# TASK DESCRIPTION:
Rewrite the records below as a numbered list, starting at the line containing "Class, indicate each instance of the fog" and continuing through the end of the records, with both ends included. Omit any blank lines.

# Excerpt from a dataset:
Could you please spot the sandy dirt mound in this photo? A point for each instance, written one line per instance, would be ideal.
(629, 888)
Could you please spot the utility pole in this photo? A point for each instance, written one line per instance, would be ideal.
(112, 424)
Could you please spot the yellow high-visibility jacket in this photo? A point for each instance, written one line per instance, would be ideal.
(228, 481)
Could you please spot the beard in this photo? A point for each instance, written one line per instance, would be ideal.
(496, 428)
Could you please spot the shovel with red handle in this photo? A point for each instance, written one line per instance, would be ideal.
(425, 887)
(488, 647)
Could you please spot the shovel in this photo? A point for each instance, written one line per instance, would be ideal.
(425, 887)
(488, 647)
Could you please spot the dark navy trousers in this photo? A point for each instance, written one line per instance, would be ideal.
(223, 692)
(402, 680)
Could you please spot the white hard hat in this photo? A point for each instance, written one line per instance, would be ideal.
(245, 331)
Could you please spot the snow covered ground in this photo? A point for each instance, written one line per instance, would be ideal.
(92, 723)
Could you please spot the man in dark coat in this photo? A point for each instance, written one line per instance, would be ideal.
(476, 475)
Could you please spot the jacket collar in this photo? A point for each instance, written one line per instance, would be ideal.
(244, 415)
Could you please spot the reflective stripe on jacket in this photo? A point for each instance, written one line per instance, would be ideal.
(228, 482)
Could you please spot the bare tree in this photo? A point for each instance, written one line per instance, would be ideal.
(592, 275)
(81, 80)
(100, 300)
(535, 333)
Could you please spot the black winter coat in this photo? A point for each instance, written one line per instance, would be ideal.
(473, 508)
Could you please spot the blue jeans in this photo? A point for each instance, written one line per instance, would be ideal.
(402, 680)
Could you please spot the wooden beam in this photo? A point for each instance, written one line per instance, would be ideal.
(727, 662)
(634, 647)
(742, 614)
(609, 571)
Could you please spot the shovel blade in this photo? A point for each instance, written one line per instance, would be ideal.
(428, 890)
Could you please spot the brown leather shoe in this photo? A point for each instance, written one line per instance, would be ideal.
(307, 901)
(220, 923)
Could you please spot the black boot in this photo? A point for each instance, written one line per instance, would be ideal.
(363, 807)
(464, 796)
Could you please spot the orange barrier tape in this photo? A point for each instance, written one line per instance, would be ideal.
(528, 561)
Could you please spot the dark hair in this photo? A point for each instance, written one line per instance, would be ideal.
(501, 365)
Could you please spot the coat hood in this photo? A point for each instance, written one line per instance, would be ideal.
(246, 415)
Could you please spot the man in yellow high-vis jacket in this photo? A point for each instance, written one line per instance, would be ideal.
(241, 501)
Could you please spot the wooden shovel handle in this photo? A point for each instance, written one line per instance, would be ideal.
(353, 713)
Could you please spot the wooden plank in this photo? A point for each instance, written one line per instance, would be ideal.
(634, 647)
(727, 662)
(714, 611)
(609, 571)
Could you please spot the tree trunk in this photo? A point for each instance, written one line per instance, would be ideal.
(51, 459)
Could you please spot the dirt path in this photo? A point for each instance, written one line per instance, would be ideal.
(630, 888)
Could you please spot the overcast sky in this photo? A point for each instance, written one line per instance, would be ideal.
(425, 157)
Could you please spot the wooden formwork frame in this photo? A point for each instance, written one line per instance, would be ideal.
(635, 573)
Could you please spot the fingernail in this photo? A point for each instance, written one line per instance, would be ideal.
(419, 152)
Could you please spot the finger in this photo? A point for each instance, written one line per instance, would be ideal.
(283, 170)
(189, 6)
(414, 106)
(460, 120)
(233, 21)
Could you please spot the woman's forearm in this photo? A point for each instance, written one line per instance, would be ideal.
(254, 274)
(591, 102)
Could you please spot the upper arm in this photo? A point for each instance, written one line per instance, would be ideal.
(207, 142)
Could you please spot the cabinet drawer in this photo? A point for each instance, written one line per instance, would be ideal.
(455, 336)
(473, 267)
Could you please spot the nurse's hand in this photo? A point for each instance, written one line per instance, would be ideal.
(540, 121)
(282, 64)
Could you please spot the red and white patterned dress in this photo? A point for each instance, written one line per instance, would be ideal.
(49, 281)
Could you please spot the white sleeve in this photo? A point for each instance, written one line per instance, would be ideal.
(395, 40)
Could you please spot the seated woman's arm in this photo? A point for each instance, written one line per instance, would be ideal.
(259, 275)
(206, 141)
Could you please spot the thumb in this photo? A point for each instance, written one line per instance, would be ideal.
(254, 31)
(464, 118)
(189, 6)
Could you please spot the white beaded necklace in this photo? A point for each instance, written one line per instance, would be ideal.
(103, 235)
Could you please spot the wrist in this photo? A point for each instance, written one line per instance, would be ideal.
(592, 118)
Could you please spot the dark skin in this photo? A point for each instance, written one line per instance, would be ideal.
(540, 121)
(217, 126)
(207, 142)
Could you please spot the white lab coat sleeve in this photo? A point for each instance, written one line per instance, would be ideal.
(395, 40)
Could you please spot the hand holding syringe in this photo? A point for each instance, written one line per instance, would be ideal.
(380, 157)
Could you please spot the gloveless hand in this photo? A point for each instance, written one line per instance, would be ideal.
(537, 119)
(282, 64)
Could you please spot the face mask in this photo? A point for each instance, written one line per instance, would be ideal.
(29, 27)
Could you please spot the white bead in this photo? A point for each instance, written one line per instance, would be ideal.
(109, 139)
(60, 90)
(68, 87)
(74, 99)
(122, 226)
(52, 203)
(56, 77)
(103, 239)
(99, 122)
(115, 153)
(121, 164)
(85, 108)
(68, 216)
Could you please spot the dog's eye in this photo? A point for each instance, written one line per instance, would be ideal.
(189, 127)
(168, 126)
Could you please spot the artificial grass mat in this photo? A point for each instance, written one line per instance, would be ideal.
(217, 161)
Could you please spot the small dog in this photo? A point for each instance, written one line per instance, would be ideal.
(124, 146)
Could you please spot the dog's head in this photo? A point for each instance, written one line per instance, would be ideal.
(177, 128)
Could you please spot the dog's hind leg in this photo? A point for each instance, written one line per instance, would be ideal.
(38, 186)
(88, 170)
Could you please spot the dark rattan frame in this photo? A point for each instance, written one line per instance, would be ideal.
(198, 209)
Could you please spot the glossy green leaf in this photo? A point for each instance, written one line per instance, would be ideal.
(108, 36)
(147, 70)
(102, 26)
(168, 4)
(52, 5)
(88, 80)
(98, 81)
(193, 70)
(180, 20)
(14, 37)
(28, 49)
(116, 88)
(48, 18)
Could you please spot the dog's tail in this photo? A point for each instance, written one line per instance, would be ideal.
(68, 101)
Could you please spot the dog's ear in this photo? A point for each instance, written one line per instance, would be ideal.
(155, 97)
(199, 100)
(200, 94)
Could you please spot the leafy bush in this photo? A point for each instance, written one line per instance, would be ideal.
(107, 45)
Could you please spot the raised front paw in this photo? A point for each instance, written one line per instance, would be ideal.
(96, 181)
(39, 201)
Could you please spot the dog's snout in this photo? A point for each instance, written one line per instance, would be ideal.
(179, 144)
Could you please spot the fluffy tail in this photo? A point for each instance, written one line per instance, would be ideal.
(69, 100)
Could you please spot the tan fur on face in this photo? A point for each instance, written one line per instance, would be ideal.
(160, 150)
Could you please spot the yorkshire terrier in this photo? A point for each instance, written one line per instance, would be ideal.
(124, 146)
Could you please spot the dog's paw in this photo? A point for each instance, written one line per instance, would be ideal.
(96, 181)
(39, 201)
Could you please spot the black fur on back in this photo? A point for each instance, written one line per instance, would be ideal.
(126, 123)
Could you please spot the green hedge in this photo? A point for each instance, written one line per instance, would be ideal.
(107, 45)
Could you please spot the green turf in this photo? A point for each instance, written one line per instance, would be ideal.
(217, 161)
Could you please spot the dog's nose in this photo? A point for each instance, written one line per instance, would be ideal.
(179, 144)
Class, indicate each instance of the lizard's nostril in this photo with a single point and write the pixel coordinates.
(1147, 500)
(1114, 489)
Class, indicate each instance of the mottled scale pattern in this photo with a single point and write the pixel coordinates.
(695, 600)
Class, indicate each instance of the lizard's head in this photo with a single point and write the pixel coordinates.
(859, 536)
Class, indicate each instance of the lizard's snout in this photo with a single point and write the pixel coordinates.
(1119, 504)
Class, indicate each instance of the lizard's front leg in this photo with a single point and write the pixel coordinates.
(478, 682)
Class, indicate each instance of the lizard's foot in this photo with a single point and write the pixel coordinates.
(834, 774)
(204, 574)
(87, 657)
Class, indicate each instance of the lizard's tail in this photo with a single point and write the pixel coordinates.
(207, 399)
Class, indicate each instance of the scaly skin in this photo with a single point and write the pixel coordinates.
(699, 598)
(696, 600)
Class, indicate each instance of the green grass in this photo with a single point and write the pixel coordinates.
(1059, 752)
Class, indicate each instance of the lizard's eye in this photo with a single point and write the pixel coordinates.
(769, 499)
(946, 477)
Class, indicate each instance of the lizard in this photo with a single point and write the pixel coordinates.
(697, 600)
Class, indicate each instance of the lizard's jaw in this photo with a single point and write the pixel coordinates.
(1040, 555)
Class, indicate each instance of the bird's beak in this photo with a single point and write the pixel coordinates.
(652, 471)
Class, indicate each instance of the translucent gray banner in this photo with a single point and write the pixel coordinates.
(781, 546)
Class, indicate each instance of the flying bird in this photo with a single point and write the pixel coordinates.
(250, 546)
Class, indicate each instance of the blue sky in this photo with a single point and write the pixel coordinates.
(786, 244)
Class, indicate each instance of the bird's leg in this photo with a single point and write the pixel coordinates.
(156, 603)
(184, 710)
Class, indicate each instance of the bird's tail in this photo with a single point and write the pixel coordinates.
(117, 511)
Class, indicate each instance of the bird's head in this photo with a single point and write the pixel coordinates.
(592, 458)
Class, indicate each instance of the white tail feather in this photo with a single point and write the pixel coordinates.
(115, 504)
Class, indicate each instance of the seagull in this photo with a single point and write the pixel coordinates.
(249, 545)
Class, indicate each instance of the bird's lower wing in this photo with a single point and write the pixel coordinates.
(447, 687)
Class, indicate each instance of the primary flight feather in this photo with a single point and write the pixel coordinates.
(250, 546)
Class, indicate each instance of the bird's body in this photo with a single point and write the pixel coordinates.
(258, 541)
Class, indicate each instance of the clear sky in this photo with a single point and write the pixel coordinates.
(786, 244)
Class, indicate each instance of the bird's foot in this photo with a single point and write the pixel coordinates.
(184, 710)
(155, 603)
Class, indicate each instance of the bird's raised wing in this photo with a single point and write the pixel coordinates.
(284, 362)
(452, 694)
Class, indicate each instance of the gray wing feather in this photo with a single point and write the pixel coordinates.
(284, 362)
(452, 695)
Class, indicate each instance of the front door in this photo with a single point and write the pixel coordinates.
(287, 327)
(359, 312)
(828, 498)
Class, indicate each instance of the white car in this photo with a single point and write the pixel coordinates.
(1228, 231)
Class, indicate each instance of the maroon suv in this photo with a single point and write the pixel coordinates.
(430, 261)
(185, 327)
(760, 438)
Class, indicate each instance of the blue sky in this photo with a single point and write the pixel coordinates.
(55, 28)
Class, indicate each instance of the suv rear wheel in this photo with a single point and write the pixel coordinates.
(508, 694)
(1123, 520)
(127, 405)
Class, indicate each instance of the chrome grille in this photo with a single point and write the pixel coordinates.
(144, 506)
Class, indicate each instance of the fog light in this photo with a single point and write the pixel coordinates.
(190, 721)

# ANSWER BELOW:
1. Class, indicate each instance of the fog light in this photo with a single point and write the pixel coordinates.
2. (190, 721)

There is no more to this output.